● WRITTEN TASKS:
(1) Do the statements below agree with the review of The Member of the Wedding? Answer yes or no for each and quote the words of the review that decide it.
(a) The review describes McCullers's narrative as driven by message rather than mood.
(b) Frankie is a twelve-year-old girl.
(c) Frankie lives with her widowed father.
(2) Continue the review of The Member of the Wedding from the point where it stops.

● DOCUMENT TEXT:
=====
The Member of the Wedding

Carson McCullers Meditation on Belonging

Jun 26, 2008 Leah Cave

Carson McCullers poetic elucidation on the desire for and constant renewal of membership in the world through the eyes of a yearning pre-adolescent

In The Member of the Wedding, 1946, Penguin Books, IBSN 0-14-118282-2, Carson McCullers employs a poetic narrative in her story telling, a narrative driven by mood rather than message. As such, the reader is driven deep into the experience, not as an onlooker but as a participant.

Plot and Vision

The Member of the Wedding concerns Frankie, a twelve year old girl in an out-of-the-way American township. The novel focuses around the build up to her elder brothers wedding to a woman from ‘Winter Hill’. Frankie, perhaps out of boredom, but more likely out of desperation, fantasizes about a future with her brother and his new wife. She desires to live with them in Winter Hill, a place, she assumes, is far removed from that which she is familiar with, if only in climate.

Frankie is led through life on the coattails of her emotions, envisioning how she will feel if things were this way and not that, always chasing after something; sentiment, suggestion or temperament. Frankie’s vision clouds the everyday existence she subsists on with her widowed father, hired cook and ever-present young cousin.
=====
● RECORDS:
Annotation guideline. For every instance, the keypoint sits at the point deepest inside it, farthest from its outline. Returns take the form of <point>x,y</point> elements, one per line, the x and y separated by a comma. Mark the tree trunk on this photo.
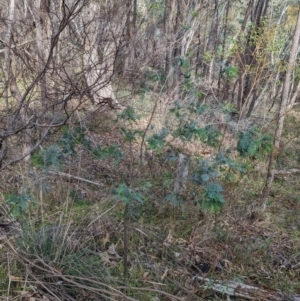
<point>282,111</point>
<point>12,84</point>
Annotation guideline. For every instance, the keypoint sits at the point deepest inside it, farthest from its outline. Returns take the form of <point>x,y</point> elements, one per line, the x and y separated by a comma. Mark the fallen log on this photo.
<point>237,289</point>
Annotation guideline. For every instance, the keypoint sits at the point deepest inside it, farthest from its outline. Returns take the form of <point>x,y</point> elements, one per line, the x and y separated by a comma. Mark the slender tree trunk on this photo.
<point>282,111</point>
<point>12,84</point>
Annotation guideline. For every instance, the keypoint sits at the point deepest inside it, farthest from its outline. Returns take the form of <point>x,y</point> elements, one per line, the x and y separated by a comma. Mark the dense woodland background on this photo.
<point>149,150</point>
=====
● ANSWERS GIVEN:
(1)
(a) No: "a narrative driven by mood rather than message"
(b) Yes: "Frankie, a twelve year old girl in an out-of-the-way American township"
(c) Yes: "the everyday existence she subsists on with her widowed father, hired cook and ever-present young cousin"

(2)
The Poetry of Empathy, The Empathy of Poetry

To really arrive at the heart of the child, McCullers has done away with any kind of didactics. The audience is not led to ask whether or not what Frankie is doing is right, whether it is wise, whether they should sympathize or discard. The reader must simply watch Frankie’s heart palpitate, engorge and deflate, while feeling their own do the same.

McCullers achieves such close proximity through a richly poetic language that is more sublime than traditionally beautiful:

‘the three of them sat at the kitchen table, saying the same things over and over so that by August the words began to rhyme with each other and sound strange. The world seemed to die each afternoon and nothing moved any monger. At last the summer was like a green sick dream, or like a crazy jungle under glass’

The sense of contained and bordered fecundity communicates the mood of that particular summer in a manner difficult to replicate in any other linguistic mode.

McCullers opens the door and allows the reader to walk inside the dark, entangled space Frankie inhabits. As in the best narratives, the reader is not on the other side of the telescope looking in, but among those being watched. When Frankie’s world cracks, the reader's world cracks; if they learn anything, it is not directly prescribed by the text, but – like a tattoo that can only be read in the mirror – is only evident through ricochet.

Mood and Belonging

The dominant mood of The Member of the Wedding is oppressive. However, it is this oppression that sets off sparks in Frankie’s imagination as she fantasizes for a better space to occupy, one which will foster in her a sense of belonging, of being a ‘member’, of dispelling the sense that she has been so far unanswered for in this world.

Frankie is plagued by the ‘old question’, the question of ‘who she was and what she would be in the world, and why she was standing there that minute’. It is this question which propels the narrative towards its end point, which, all things considered, is no more an end point than is the crash of a wave upon shore. McCullers deceptively prosaic final chapter seems to suggest that, for Frankie, the wave will roll back only to crash again, and again.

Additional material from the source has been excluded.